Resmi belge düzenleme ve mühürlü Fek kullanma usulü Muaviye (r.a.) devrinde bir teşkilata kavuşturulmuş ve "Divanü'l-Hatem" adıyla bir daire oluşturulmuştur. Muaviye'yi buna zorlayan sebep şudur: O, Amr b. Zübeyr adında birisine 100.000 dirhem ödenmesi için Irak valisine bir yazı yazar. Amr, resmi evrakta tahrifat yaparak bunu 200.000 dirhem haline getirir. Vali Ziyad b. Ebih Muaviye'ye sunduğu hesabında Amr'a ödenen parayı 200.000 olarak gösterince, durum anlaşılır ve Muaviye yukarıda sözü edilen divanı kurdurur. (Ya'kubi, Tarih, Necef 1358/1939, II, s. 207; İbnü'l-Esir, Tarih el-Kamil, Mısır 1303/1886, IV, s. 4; İbn Haldun, Mukaddime, Terc. Zakir Kadiri Uğan, İstanbul 1968, II, s. 24). Hatem divanı Halife Yezid b. Velid (ö. 126/744), devrinde, büyük hatem ve küçük hatem divanı olmak üzere ikiye ayrılmıştır. Hazineden yapılacak ödemeler için iki nüsha ödeme emri düzenlenir, bunlardan birisi hatem divanında dosyalanırdı (İbn Abdilhakem, Siretu Ömer b. Abdülaziz, Beyrut 1387/1967, 958)

Resmi evraka ve bu arada hazineden para çekmeye yarayan belgelere tarih koyma işi Hz. Peygamber devrine kadar gider. Allah Rasulü, Necran Hristiyanları ile yaptığı andlaşmaya "Hicretin 5. yılı" şeklinde bir tarih koymuş, Kur'an-ı Kerim de Tevbe suresi 108. ayette Hicret sırasında yapılan Kuba mescidinden bahsederken "ilk gün" ifadesini kullanmıştır. Yaygın kanaate göre ise Hicret'i tarih başlangıcı yapan ve resmi evraka tarih koyan Hz. Ömer'dir. (İbn Sa'd, et-Tabakatü'l-Kübra, Leiden 1905/1928, III, 1/202; el-Kettani, et-Teratibü'l-İdariyye Rabat 1346/1927, l, 181-182)

# # #

▸ **Yönerge**
Metin bölümünde anlatılanları iki cümleyle özetleyin. Metinden sonra gelen satırlara bu çalışmada ihtiyaç yoktur.

# # #

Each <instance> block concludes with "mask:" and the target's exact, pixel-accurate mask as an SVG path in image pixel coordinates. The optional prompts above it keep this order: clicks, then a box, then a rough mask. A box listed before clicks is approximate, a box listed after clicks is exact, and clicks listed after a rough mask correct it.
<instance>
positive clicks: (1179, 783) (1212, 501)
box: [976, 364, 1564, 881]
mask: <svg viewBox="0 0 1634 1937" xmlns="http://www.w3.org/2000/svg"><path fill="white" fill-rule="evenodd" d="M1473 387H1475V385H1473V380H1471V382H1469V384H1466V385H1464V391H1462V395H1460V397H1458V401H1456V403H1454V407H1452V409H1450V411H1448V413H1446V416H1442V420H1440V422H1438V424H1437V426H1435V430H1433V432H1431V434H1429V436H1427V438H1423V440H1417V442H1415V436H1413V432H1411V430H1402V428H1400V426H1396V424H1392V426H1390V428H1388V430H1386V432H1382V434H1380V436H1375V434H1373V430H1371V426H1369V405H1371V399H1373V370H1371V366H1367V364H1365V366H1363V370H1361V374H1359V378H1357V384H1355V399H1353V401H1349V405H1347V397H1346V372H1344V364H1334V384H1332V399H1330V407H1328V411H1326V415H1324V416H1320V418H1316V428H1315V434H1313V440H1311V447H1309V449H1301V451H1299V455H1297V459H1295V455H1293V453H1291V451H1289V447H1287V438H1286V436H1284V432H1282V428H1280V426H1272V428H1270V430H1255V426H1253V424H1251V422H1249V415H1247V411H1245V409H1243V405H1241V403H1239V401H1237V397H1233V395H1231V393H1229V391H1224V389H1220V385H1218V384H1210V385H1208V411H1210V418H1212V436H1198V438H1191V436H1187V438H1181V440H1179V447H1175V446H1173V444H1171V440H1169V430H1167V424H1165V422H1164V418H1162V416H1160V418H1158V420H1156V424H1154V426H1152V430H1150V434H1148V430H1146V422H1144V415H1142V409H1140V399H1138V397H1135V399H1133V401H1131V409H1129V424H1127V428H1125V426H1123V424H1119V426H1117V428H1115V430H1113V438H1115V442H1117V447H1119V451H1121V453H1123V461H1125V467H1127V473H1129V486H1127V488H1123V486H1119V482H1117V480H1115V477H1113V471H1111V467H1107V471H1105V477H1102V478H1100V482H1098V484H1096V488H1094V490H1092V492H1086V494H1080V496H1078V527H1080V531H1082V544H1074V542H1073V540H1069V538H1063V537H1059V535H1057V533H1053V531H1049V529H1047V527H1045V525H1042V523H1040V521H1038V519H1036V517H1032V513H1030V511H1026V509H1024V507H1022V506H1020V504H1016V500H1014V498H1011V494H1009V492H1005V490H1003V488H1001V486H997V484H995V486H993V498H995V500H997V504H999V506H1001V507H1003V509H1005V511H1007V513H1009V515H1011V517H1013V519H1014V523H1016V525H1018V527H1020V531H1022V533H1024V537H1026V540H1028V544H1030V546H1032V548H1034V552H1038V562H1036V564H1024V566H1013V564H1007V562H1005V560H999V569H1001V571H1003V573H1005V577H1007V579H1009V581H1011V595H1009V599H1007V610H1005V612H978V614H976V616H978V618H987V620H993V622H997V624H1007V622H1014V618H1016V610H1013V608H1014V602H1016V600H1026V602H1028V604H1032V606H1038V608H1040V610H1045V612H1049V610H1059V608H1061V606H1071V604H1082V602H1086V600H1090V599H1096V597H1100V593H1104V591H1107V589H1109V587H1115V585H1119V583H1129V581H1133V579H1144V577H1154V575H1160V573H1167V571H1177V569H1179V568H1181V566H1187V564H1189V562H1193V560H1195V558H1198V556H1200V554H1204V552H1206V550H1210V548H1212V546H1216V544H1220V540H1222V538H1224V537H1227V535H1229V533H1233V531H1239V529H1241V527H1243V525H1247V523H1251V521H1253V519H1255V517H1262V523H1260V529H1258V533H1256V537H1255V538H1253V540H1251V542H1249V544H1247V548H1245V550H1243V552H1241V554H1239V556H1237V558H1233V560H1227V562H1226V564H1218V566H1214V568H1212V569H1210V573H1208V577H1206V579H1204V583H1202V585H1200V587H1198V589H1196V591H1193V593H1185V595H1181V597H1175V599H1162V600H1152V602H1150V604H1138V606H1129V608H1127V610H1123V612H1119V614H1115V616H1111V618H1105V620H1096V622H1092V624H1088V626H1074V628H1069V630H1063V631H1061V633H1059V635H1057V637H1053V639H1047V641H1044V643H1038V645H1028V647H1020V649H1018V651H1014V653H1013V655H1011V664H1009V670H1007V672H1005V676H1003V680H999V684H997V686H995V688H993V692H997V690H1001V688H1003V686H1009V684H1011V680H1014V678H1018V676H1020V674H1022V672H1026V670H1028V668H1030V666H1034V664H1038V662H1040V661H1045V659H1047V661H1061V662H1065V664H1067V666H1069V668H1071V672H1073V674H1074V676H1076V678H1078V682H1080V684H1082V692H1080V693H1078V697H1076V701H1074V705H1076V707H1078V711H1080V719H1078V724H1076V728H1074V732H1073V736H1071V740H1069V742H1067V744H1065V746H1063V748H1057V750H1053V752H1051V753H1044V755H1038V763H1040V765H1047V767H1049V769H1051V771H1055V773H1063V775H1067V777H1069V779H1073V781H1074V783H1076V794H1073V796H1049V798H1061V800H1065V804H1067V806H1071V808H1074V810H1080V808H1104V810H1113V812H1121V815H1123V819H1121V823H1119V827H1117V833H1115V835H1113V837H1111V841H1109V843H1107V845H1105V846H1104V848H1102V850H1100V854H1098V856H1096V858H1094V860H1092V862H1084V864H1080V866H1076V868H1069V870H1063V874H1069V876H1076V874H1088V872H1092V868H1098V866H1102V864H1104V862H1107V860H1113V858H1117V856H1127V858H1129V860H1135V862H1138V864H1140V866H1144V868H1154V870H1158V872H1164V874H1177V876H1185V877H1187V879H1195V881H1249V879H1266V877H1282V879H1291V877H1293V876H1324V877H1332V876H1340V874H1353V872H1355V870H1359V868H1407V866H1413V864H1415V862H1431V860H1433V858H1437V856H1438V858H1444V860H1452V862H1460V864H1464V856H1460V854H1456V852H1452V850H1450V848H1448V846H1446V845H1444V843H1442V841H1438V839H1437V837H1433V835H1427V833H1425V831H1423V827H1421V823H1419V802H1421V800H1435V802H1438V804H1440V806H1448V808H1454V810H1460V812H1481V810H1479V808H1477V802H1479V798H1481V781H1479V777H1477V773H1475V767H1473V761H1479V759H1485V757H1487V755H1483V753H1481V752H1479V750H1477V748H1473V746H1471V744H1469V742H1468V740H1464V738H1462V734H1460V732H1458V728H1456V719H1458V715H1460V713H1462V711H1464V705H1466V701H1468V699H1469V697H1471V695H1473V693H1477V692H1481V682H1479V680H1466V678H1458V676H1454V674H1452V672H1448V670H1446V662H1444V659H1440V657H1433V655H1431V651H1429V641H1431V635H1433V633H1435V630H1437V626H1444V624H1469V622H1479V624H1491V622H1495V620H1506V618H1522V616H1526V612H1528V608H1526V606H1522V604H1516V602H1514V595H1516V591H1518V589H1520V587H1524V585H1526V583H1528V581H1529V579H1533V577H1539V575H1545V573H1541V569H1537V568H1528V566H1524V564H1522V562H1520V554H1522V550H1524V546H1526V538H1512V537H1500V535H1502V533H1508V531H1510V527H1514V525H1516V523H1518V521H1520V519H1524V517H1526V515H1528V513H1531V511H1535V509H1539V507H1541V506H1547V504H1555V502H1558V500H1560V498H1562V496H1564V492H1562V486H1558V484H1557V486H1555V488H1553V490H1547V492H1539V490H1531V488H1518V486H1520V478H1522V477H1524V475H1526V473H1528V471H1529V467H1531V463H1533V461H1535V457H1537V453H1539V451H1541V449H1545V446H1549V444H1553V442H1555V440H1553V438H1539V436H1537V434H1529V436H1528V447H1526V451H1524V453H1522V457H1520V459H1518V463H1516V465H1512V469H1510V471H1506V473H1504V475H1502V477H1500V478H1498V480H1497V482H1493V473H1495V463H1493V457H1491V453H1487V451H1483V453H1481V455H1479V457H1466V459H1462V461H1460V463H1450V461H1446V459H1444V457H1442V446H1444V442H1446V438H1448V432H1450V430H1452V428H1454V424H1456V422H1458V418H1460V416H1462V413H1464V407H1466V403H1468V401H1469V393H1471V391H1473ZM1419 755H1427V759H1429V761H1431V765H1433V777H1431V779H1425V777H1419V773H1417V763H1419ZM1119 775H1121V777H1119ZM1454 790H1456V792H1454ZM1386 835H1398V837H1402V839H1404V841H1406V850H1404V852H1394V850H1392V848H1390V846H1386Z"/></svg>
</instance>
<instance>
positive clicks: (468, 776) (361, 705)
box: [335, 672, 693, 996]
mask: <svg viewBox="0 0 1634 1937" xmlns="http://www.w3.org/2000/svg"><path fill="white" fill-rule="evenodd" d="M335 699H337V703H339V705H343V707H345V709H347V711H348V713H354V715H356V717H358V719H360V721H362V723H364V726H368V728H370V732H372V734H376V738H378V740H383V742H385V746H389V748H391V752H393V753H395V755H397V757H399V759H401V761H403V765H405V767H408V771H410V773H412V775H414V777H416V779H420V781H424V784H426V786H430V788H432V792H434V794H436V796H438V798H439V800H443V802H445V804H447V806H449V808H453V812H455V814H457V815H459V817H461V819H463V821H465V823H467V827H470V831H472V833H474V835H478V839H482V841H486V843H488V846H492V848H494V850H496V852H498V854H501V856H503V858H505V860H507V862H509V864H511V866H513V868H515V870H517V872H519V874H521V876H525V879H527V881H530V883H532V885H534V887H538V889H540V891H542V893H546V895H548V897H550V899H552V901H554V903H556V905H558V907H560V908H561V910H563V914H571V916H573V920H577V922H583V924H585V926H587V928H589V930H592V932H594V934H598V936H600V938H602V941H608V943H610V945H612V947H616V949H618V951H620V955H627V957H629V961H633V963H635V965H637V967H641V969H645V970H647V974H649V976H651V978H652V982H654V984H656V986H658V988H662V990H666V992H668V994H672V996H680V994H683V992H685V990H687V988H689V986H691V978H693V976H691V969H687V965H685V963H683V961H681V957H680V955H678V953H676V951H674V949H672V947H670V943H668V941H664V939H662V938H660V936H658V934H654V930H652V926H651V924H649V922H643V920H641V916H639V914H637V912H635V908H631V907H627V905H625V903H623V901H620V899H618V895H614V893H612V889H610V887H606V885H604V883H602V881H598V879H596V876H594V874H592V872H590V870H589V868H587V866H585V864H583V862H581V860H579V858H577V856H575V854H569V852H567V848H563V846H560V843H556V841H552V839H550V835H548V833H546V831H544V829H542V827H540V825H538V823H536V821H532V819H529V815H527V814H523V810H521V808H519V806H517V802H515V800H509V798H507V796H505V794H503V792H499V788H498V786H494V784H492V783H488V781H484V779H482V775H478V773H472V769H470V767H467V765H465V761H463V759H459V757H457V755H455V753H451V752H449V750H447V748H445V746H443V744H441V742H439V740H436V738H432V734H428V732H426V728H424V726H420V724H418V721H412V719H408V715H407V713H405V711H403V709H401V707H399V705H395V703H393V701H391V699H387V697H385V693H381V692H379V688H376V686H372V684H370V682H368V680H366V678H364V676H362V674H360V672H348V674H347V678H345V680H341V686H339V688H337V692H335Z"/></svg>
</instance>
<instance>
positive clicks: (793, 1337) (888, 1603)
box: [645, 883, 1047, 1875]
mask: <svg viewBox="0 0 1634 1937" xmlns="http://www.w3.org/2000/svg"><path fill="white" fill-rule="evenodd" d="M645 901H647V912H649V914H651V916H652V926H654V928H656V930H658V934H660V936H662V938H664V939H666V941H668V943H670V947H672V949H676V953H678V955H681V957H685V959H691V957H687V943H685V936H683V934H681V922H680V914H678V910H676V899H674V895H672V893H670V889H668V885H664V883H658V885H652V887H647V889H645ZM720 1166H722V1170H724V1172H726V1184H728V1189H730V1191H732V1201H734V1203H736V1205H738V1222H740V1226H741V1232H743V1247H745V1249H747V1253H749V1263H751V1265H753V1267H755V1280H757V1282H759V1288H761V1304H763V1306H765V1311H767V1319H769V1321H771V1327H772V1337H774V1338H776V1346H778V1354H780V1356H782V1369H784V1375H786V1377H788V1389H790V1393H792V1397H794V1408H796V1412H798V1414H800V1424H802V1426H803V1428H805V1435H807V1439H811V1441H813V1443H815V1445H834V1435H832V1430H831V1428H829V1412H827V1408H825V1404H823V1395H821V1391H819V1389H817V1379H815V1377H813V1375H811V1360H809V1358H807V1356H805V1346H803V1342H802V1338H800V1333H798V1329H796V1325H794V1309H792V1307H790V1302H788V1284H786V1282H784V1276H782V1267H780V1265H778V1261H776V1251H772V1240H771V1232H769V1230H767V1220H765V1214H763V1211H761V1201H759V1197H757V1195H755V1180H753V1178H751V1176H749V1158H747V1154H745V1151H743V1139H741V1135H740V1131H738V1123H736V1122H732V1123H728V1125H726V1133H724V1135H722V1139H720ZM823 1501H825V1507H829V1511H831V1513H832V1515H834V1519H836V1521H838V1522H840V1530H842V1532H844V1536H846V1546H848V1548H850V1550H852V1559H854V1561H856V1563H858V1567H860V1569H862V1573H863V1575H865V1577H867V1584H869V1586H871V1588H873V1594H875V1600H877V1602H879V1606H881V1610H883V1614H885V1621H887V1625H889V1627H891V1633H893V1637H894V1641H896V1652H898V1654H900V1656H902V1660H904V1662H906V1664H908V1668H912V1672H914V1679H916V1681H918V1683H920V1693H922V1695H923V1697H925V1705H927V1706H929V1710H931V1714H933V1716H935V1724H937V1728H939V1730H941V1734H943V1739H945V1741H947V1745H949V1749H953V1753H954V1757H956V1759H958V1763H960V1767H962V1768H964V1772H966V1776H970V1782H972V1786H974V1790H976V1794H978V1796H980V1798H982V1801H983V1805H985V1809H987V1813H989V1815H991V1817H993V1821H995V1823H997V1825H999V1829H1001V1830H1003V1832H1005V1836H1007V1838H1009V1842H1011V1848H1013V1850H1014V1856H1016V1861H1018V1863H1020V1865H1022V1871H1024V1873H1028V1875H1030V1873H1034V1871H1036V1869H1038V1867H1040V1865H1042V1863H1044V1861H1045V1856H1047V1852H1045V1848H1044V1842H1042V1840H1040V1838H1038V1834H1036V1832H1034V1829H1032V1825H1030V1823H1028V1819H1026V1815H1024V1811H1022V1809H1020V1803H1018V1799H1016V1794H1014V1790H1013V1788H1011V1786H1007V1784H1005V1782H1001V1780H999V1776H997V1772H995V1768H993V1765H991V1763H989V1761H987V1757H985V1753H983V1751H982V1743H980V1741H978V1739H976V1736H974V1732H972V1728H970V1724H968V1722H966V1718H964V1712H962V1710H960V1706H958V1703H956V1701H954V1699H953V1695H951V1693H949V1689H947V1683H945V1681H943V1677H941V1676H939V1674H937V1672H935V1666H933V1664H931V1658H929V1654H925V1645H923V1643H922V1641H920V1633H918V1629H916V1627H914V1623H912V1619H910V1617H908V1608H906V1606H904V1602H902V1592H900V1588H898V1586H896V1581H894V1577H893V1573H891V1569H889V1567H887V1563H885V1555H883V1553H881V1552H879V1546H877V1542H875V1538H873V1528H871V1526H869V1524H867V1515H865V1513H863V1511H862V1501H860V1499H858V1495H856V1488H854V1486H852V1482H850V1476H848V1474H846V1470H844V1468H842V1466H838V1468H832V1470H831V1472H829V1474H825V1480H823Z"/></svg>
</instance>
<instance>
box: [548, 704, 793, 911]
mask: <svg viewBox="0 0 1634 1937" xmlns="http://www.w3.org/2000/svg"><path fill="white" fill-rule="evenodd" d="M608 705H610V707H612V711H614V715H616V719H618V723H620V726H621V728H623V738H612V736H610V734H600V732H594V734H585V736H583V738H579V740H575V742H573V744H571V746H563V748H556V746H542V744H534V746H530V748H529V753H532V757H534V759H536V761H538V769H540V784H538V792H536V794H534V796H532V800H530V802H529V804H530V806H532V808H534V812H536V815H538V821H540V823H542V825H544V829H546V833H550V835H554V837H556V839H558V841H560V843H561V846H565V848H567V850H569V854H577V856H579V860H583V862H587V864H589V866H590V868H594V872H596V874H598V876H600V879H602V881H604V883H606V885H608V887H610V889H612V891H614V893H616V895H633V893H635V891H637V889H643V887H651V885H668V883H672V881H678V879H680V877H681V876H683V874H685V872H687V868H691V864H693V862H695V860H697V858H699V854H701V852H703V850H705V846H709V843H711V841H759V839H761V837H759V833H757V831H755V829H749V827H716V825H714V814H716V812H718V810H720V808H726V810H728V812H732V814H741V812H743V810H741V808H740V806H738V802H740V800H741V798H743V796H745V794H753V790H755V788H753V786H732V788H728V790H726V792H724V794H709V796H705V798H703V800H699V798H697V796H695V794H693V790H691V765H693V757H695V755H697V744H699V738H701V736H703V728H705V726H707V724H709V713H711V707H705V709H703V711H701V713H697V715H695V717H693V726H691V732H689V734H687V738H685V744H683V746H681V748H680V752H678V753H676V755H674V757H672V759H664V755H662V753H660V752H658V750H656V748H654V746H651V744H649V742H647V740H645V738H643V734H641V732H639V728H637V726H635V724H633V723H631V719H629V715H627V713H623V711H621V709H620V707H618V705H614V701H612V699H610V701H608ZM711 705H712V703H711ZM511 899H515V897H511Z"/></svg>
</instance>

# # #

▸ **Cevap alanı**
Amr b. Zübeyr, 100.000 dirhemlik ödeme yazısını tahrif ederek 200.000 dirheme çevirmişti; bunun üzerine resmi belge düzenleme usulü Muaviye devrinde "Divanü'l-Hatem" adlı bir daireyle teşkilata kavuşturuldu ve bu divan Yezid b. Velid devrinde büyük ve küçük hatem divanı olarak ikiye ayrıldı. Resmi evraka tarih koyma işi Hz. Peygamber devrine kadar gider, ancak yaygın kanaate göre Hicret'i tarih başlangıcı yapan ve resmi evraka tarih koyan Hz. Ömer'dir.